## Things to do
(a) Decide whether each statement agrees with the out-of-network consent form. For each, answer yes or no and quote the deciding words from the form: (i) Sessions billed under CPT code 90837 cost $175 each. (ii) Patients may pay for services at the end of each month. (iii) The $9,100 annual estimate includes no-show and late cancellation fees.
(b) Translate this sentence from the out-of-network consent form into Spanish: "Patients are required to pay for services at the time that they are provided."

## Source text
=====
With my signature, I acknowledge that I am consenting of my own free will and am not being

coerced or pressured. I also understand the following:

1. I am giving up some consumer billing protections under Federal law.

2. I may get a bill for the full charges for these items and service or have to pay out-of-network cost-sharing under my health plan.

3. I was given written notice explaining that my provider or facility isn’t in my health plan’s network, the estimated cost of services, and what I may owe if I agree to be treated by this provider or facility.

4. I received the notice either on paper or electronically.

5. I fully and completely understand that some or all amounts I pay might not count towards my health plan’s deductible or out-of-pocket limit.

6. I can end this agreement by notifying the provider or facility in writing before getting services.


Important: You don’t have to sign this form. However, if you don’t sign this form, this provider of

facility might not treat you.



Employer Identification Number: 85-4541201

NPI Number: 1033721113


Patient’s Name: ______________

Patient’s DOB: ______________

Current Diagnostic Code(s): ______________

*For new patients, a diagnosis will be provided upon intake and they will receive an updated document

with a diagnostic code.

Out-Of-Network Provider and Facility Name: Hannah Paull, PsyD / HP Psychotherapy, LLC


The amount below is only an estimate; it is not an offer or contract for services. This estimate shows the

full estimated cost of the items or services listed. It doesn’t include any information about what your

health plan may cover. This means that the final cost of services may be different than this estimate.


Contact your health plan to find out how much, if any, your plan will pay and how much you may

have to pay.



Patient Name: _______


At this time, all services are conducted virtually. Additional modifiers that you will see on your superbill

may include “GT” or “95” to represent telehealth services. The place of service (in-office “10” vs. telehealth “02”) is not delineated above since the charges are the same.


Patients are required to pay for services at the time that they are provided.


Estimated Costs:

Total Cost: $175 for every session billed for CPT code 90837. If a patient were to attend weekly psychotherapy with 0 cancellations over the course of a year, the cost would be estimated at $9,100 annually (if there are no cancellations, holidays, vacations or missed appointments). The cost of this estimate of out-of-pocket costs would be if a patient paid out-of-pocket without any insurance coverage or reimbursement based on out-of-network benefits. This cost does not reflect any no-show or late cancellation fees.
=====
Collection entries:
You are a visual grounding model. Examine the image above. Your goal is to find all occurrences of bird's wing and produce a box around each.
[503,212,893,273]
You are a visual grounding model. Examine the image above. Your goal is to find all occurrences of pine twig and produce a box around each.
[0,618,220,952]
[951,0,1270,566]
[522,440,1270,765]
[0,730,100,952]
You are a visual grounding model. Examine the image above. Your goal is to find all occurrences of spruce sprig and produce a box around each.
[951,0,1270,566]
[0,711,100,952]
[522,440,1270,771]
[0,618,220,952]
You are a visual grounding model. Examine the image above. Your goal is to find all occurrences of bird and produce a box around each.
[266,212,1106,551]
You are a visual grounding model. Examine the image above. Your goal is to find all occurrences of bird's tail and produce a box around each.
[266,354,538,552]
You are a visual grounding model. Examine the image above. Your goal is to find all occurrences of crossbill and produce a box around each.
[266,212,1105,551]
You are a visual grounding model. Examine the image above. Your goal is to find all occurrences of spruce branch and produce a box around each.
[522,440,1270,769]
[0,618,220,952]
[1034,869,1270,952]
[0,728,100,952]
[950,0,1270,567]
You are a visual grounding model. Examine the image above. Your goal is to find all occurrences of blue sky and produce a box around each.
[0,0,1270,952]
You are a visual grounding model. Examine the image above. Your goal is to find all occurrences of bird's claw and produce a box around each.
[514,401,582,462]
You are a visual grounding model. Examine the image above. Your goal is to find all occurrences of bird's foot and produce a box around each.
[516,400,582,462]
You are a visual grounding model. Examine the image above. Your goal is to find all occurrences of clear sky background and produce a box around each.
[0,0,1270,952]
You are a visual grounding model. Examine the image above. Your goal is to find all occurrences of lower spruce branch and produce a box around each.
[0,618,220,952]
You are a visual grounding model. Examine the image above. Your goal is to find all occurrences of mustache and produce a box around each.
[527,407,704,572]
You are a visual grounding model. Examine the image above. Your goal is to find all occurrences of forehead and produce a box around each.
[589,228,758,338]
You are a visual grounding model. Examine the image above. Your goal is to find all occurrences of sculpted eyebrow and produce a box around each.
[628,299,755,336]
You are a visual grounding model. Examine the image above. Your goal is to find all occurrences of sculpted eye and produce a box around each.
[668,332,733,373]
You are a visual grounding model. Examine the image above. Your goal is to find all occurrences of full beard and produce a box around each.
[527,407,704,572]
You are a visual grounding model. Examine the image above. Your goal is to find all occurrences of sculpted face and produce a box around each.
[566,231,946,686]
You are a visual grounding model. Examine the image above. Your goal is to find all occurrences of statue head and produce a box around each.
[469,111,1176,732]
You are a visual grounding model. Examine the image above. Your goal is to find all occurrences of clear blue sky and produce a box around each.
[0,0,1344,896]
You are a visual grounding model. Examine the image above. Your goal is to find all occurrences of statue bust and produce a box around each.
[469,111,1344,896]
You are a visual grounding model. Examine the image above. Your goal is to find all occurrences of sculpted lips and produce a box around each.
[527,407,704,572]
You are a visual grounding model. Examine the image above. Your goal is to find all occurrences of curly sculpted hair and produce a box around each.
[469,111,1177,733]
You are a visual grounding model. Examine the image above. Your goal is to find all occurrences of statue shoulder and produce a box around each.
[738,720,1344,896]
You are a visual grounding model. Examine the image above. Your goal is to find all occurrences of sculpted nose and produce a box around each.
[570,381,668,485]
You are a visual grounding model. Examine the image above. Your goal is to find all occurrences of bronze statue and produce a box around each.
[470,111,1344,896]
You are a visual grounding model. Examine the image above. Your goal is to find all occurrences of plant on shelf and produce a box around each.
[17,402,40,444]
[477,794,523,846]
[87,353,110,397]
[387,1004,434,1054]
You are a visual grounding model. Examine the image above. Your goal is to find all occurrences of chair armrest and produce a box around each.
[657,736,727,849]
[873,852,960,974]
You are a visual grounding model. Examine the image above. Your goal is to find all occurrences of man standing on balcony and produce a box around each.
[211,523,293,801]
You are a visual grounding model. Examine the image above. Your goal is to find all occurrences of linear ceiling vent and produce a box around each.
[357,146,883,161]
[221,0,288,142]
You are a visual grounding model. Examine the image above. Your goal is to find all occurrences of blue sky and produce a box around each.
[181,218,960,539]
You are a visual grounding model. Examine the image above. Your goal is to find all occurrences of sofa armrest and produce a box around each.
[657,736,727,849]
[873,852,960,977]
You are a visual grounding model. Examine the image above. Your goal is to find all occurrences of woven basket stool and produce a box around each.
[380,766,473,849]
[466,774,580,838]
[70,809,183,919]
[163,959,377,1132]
=====
## Task answers
(a)
(i) Yes: "Total Cost: $175 for every session billed for CPT code 90837."
(ii) No: "Patients are required to pay for services at the time that they are provided."
(iii) No: "This cost does not reflect any no-show or late cancellation fees."

(b) Los pacientes deben pagar los servicios en el momento en que se prestan.